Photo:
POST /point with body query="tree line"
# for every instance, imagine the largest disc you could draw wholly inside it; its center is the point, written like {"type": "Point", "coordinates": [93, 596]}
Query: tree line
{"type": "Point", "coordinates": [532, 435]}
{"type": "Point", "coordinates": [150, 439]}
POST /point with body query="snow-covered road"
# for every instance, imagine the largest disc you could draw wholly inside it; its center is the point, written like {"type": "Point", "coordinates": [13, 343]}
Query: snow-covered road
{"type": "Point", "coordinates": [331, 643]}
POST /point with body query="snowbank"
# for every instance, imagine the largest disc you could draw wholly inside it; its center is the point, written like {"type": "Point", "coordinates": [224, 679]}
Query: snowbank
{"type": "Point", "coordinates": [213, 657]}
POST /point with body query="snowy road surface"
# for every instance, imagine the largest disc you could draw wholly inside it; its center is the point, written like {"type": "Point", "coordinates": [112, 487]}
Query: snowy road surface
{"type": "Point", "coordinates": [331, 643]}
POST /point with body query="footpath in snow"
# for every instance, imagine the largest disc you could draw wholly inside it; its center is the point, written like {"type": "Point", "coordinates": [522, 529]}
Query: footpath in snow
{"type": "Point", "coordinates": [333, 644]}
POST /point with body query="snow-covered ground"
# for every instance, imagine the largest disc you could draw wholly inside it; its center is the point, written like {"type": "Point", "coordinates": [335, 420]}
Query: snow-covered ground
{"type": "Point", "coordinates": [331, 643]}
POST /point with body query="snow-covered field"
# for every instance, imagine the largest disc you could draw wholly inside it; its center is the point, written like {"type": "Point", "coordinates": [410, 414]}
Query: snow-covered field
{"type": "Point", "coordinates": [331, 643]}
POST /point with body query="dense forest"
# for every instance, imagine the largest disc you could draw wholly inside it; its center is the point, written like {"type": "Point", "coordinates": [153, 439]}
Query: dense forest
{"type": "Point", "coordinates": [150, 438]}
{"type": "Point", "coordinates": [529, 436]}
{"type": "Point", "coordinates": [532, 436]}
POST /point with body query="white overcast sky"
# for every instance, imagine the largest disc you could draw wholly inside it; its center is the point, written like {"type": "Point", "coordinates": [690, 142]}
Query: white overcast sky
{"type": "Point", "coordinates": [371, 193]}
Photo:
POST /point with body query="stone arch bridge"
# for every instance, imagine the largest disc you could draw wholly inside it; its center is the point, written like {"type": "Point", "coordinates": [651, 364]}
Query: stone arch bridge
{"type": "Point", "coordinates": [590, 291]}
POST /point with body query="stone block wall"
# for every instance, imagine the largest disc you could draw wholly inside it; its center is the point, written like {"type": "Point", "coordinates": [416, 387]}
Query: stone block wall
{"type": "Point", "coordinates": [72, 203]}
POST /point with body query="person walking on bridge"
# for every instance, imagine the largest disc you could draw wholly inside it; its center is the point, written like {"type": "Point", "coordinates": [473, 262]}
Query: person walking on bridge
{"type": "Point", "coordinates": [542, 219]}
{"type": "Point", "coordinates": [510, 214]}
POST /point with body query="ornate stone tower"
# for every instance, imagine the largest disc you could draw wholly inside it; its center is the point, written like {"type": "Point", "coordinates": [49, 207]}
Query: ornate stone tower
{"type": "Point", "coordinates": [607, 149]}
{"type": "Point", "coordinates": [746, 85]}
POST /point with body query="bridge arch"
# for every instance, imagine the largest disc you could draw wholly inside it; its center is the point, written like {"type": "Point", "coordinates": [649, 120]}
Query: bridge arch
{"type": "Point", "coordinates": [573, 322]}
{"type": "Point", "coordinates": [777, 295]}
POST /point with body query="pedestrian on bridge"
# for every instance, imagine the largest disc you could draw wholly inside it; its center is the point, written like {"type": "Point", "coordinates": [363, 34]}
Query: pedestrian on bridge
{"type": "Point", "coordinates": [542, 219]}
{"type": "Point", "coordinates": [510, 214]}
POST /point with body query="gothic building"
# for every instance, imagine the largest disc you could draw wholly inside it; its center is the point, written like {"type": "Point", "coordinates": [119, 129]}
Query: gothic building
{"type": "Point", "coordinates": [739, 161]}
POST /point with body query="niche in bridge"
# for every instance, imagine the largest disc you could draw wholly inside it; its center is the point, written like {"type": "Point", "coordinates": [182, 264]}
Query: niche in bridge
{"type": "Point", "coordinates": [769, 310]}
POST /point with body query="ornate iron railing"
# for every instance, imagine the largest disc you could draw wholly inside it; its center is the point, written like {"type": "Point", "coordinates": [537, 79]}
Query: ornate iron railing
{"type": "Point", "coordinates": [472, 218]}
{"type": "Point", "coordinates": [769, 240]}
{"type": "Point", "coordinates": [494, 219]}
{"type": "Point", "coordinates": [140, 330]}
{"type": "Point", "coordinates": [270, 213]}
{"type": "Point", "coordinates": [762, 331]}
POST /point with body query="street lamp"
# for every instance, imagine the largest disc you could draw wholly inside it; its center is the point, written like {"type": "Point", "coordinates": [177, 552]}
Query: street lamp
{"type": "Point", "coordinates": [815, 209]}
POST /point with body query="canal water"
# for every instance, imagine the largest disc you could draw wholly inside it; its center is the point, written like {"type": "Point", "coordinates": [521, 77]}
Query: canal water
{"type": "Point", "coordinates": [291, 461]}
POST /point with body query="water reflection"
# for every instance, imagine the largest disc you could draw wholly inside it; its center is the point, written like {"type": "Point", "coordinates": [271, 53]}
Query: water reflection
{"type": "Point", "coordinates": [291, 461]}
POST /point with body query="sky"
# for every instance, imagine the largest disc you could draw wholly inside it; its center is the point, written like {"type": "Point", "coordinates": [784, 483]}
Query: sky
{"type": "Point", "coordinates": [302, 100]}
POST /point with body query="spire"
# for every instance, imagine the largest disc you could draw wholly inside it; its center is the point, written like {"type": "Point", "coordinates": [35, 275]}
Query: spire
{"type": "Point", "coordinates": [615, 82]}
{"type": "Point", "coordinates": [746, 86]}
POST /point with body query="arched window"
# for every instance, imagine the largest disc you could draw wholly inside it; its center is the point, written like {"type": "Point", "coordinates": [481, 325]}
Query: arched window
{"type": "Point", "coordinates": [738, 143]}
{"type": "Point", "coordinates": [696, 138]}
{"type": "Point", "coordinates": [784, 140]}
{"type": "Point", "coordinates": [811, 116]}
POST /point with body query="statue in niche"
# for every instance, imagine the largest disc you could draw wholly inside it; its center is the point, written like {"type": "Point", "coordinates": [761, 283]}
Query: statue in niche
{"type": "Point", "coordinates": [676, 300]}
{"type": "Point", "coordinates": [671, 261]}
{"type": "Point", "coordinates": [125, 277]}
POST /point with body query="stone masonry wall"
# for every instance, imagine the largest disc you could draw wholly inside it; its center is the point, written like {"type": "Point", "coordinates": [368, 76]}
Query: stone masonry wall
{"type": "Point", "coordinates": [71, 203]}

What needs to be done — The answer must be the full listing, repeated word for word.

Result —
Photo:
POST /point with body query="tree line"
# for every instance, imagine the largest disc you could draw wholly inside it; its center is the point, written like {"type": "Point", "coordinates": [93, 596]}
Query: tree line
{"type": "Point", "coordinates": [532, 435]}
{"type": "Point", "coordinates": [150, 439]}
POST /point with body query="snow-covered road"
# for every instance, imagine the largest disc you could draw wholly inside it; its center is the point, written like {"type": "Point", "coordinates": [13, 343]}
Query: snow-covered road
{"type": "Point", "coordinates": [331, 643]}
POST /point with body query="snowbank"
# for every instance, imagine the largest disc you could draw wholly inside it; its center is the point, written like {"type": "Point", "coordinates": [224, 679]}
Query: snowbank
{"type": "Point", "coordinates": [213, 657]}
POST /point with body query="snowy road surface"
# for every instance, imagine the largest disc you could draw wholly inside it; its center is the point, written like {"type": "Point", "coordinates": [112, 487]}
Query: snowy road surface
{"type": "Point", "coordinates": [331, 643]}
POST /point with body query="footpath in snow"
# for every instance, imagine the largest disc you could draw wholly inside it; its center is the point, written like {"type": "Point", "coordinates": [522, 529]}
Query: footpath in snow
{"type": "Point", "coordinates": [333, 644]}
POST /point with body query="snow-covered ground"
# for every instance, imagine the largest disc you could draw wholly inside it; its center is the point, written like {"type": "Point", "coordinates": [335, 420]}
Query: snow-covered ground
{"type": "Point", "coordinates": [331, 643]}
POST /point with body query="snow-covered field"
# for every instance, imagine the largest disc you could draw wholly inside it; its center is the point, written like {"type": "Point", "coordinates": [410, 414]}
Query: snow-covered field
{"type": "Point", "coordinates": [331, 643]}
POST /point with body query="dense forest"
# for every instance, imagine the largest disc you could draw wholly inside it; its center is the point, written like {"type": "Point", "coordinates": [153, 439]}
Query: dense forest
{"type": "Point", "coordinates": [150, 438]}
{"type": "Point", "coordinates": [529, 436]}
{"type": "Point", "coordinates": [532, 436]}
POST /point with body query="white overcast sky"
# for every instance, imagine the largest disc you could draw wholly inside it; its center is the point, written like {"type": "Point", "coordinates": [690, 142]}
Query: white overcast sky
{"type": "Point", "coordinates": [371, 193]}
Photo:
POST /point with body query="stone arch bridge"
# for every instance, imagine the largest disc you could draw wholly inside it; its center is the point, written like {"type": "Point", "coordinates": [651, 364]}
Query: stone arch bridge
{"type": "Point", "coordinates": [590, 291]}
POST /point with body query="stone block wall"
# for every instance, imagine the largest disc you could draw wholly inside it; its center is the point, written like {"type": "Point", "coordinates": [416, 387]}
Query: stone block wall
{"type": "Point", "coordinates": [72, 203]}
POST /point with body query="person walking on bridge"
# for every instance, imagine the largest disc you could draw wholly inside it; its center is the point, written like {"type": "Point", "coordinates": [473, 262]}
Query: person walking on bridge
{"type": "Point", "coordinates": [542, 219]}
{"type": "Point", "coordinates": [510, 214]}
POST /point with body query="ornate stone tower"
# for every instance, imagine the largest disc you could draw wholly inside it; its center is the point, written like {"type": "Point", "coordinates": [49, 207]}
Query: ornate stone tower
{"type": "Point", "coordinates": [607, 149]}
{"type": "Point", "coordinates": [746, 85]}
POST /point with body query="bridge arch"
# for every instance, imagine the largest disc you could draw wholly inside it; its center is the point, written like {"type": "Point", "coordinates": [649, 120]}
Query: bridge arch
{"type": "Point", "coordinates": [573, 322]}
{"type": "Point", "coordinates": [777, 295]}
POST /point with body query="pedestrian on bridge"
# for every instance, imagine the largest disc you could draw wholly inside it; its center is the point, written like {"type": "Point", "coordinates": [363, 34]}
Query: pedestrian on bridge
{"type": "Point", "coordinates": [542, 219]}
{"type": "Point", "coordinates": [510, 214]}
POST /point with body query="gothic building"
# for every instance, imagine the largest disc you could draw wholly inside it; its center is the point, written like {"type": "Point", "coordinates": [119, 129]}
Query: gothic building
{"type": "Point", "coordinates": [739, 161]}
POST /point with body query="niche in bridge"
# for every instance, imagine the largest disc you could draw wholly inside it; its center is the point, written like {"type": "Point", "coordinates": [182, 264]}
Query: niche in bridge
{"type": "Point", "coordinates": [769, 310]}
POST /point with body query="ornate iron railing"
# for every instance, imagine the largest disc you could draw wholly inside it; its center is the point, written like {"type": "Point", "coordinates": [537, 79]}
Query: ornate iron railing
{"type": "Point", "coordinates": [472, 218]}
{"type": "Point", "coordinates": [769, 240]}
{"type": "Point", "coordinates": [494, 219]}
{"type": "Point", "coordinates": [140, 330]}
{"type": "Point", "coordinates": [270, 213]}
{"type": "Point", "coordinates": [762, 331]}
POST /point with body query="street lamp"
# for every instance, imagine the largest disc you could draw wholly inside it; its center is the point, written like {"type": "Point", "coordinates": [177, 552]}
Query: street lamp
{"type": "Point", "coordinates": [815, 209]}
POST /point with body query="canal water"
# for every instance, imagine the largest disc you could draw wholly inside it; its center is the point, written like {"type": "Point", "coordinates": [521, 77]}
Query: canal water
{"type": "Point", "coordinates": [291, 461]}
POST /point with body query="water reflection"
# for every instance, imagine the largest disc you could draw wholly inside it; its center is the point, written like {"type": "Point", "coordinates": [271, 53]}
Query: water reflection
{"type": "Point", "coordinates": [291, 461]}
POST /point with body query="sky"
# for every instance, imagine the largest disc you could draw wholly inside it; its center is the point, written like {"type": "Point", "coordinates": [784, 483]}
Query: sky
{"type": "Point", "coordinates": [302, 100]}
POST /point with body query="spire"
# for every instance, imagine the largest disc you could draw wholly inside it; its center is the point, written like {"type": "Point", "coordinates": [35, 275]}
Query: spire
{"type": "Point", "coordinates": [615, 82]}
{"type": "Point", "coordinates": [746, 86]}
POST /point with body query="arched window"
# for every instance, imagine the largest disc you could draw wholly inside it; its center is the point, written like {"type": "Point", "coordinates": [481, 325]}
Query: arched window
{"type": "Point", "coordinates": [738, 143]}
{"type": "Point", "coordinates": [696, 138]}
{"type": "Point", "coordinates": [784, 140]}
{"type": "Point", "coordinates": [811, 116]}
POST /point with body query="statue in niche"
# for every instance, imagine the largest disc you could draw wholly inside it; its center is the point, written like {"type": "Point", "coordinates": [761, 283]}
Query: statue in niche
{"type": "Point", "coordinates": [676, 300]}
{"type": "Point", "coordinates": [671, 261]}
{"type": "Point", "coordinates": [125, 277]}
POST /point with body query="stone masonry wall"
# for every instance, imagine the largest disc you could draw wholly inside it; its center is the point, written like {"type": "Point", "coordinates": [368, 76]}
Query: stone masonry wall
{"type": "Point", "coordinates": [71, 203]}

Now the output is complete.